- PROBLEEMBESCHRIJVING:
Bij welke partij staat de staatsschuld in 2025 er volgens de column over CPB-berekeningen het best voor?

- BRONTEKST:

╔══

ColumnCasper Albers
CPB-berekeningen van partijprogramma’s geven vertekend beeld
Met de verkiezingen voor de deur laten veel partijen hun programma’s doorrekenen door het CPB. Dit jaar alweer voor de tiende keer. Dankzij de doorrekening is nu bijvoorbeeld in een oogopslag te zien hoe de staatsschuld er in 2025 voorstaat volgens de verschillende partijen: het best bij de PvdA en het slechtst bij de VVD.
Nou is het natuurlijk goed om in het achterhoofd te houden dat de CPB-berekeningen gebaseerd zijn op statistische modellen en dus omgeven met onzekerheidsmarges. Desondanks geven de modellen nuttige informatie die kan helpen bij het bepalen van de stemkeuze.

╚══

- BESCHIKBARE GEGEVENS:
╔══

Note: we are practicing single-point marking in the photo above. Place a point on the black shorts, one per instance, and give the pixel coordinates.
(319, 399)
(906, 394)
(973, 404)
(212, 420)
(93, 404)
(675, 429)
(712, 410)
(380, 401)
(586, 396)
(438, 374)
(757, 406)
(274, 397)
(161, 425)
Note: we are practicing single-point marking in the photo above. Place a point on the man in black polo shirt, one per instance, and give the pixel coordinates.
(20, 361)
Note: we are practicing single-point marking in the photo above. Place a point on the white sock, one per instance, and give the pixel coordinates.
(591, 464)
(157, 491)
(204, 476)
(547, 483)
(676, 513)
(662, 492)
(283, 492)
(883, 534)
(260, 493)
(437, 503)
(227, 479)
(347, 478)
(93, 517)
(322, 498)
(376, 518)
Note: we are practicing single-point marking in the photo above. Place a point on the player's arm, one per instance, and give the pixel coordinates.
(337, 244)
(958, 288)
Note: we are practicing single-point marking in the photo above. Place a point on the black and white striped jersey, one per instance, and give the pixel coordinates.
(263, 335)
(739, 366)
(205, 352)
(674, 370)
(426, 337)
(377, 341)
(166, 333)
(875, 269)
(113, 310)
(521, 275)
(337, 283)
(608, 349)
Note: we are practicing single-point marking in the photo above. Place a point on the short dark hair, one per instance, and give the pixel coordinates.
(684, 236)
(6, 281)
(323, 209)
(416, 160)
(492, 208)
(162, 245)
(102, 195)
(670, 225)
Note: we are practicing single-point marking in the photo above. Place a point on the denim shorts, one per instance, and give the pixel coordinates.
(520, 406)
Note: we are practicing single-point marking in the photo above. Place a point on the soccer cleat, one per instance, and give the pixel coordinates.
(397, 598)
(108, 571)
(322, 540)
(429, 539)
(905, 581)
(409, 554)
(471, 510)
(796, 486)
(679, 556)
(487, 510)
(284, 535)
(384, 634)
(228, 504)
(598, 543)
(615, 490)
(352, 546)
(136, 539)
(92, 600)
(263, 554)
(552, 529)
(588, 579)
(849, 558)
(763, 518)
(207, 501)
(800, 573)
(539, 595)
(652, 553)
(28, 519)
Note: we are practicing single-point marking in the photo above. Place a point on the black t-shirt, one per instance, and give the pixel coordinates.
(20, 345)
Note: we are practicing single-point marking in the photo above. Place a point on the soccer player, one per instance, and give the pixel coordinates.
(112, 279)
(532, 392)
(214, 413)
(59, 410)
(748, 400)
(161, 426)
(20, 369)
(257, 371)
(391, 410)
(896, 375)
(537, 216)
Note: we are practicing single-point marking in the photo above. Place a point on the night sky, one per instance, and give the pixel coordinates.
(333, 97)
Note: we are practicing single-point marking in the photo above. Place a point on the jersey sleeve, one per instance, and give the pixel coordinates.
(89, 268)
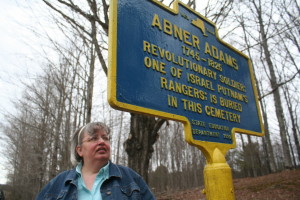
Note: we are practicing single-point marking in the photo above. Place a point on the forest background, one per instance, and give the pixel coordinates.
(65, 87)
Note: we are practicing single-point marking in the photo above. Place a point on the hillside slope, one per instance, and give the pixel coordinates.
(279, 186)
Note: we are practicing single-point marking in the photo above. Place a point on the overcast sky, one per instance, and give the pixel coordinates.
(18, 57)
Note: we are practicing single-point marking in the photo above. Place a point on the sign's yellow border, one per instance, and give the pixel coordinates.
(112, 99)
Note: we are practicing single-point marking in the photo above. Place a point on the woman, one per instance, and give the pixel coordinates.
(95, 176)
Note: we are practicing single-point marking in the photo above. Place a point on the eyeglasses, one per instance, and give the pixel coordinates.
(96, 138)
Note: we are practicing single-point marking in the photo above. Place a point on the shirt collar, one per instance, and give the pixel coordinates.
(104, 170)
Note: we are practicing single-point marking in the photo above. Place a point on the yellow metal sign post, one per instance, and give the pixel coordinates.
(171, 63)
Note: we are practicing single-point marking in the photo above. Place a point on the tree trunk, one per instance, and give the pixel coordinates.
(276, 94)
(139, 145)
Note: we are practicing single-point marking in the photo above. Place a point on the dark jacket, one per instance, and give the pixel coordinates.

╚══
╔══

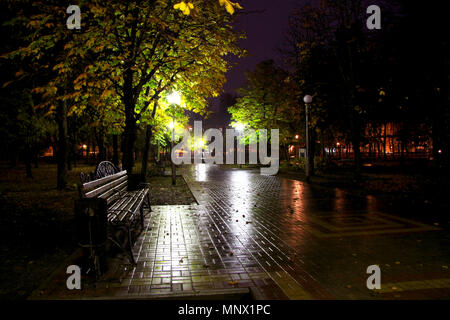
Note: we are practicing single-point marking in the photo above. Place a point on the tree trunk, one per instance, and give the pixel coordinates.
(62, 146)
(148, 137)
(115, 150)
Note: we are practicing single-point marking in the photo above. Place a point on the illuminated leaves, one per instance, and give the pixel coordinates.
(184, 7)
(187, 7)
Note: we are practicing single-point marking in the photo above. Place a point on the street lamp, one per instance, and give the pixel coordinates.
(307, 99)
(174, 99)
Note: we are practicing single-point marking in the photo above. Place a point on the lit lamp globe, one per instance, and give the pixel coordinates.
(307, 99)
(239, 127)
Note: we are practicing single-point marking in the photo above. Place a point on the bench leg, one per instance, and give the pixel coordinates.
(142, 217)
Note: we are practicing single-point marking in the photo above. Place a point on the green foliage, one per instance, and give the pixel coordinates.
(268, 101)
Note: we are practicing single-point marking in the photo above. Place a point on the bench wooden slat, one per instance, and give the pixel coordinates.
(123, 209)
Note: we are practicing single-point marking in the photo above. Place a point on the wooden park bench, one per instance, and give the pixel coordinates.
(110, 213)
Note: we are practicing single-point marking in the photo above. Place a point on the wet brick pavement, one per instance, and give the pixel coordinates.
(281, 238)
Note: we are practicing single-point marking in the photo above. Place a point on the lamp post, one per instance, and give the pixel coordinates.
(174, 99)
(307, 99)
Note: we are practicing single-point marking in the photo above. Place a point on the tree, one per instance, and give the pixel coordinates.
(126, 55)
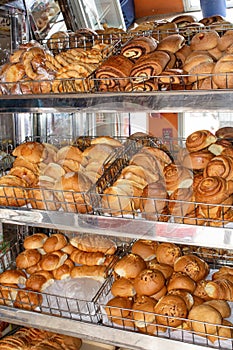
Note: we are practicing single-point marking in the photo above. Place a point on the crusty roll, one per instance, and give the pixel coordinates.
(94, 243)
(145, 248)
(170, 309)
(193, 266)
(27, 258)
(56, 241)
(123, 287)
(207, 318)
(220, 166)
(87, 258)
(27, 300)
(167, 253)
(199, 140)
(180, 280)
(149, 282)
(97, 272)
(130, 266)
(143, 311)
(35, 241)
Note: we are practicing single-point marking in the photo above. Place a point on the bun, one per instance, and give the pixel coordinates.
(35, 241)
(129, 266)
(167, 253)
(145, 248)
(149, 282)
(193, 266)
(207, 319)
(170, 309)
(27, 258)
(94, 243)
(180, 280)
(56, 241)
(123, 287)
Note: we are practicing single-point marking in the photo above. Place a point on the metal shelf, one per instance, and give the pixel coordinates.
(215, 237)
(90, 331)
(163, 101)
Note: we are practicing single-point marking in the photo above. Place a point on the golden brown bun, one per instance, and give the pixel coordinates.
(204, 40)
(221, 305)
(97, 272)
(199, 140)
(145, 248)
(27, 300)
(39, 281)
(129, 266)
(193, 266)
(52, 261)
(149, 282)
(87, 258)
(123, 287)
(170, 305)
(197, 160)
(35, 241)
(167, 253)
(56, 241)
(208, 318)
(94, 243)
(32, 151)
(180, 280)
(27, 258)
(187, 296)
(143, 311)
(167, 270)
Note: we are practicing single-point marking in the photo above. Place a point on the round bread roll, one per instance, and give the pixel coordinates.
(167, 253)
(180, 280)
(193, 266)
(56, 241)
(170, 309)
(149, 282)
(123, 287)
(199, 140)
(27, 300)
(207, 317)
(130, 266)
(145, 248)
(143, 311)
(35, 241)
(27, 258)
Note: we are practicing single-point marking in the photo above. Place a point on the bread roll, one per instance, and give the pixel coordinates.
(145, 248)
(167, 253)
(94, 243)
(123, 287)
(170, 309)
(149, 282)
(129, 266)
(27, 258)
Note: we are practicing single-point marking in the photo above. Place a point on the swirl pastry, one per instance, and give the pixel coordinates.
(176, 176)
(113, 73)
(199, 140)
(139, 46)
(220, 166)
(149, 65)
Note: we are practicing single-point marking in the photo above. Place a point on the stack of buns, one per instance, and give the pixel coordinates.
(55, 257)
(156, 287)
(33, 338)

╚══

- SCHRIFTELIJK ANTWOORD:
Bij de PvdA.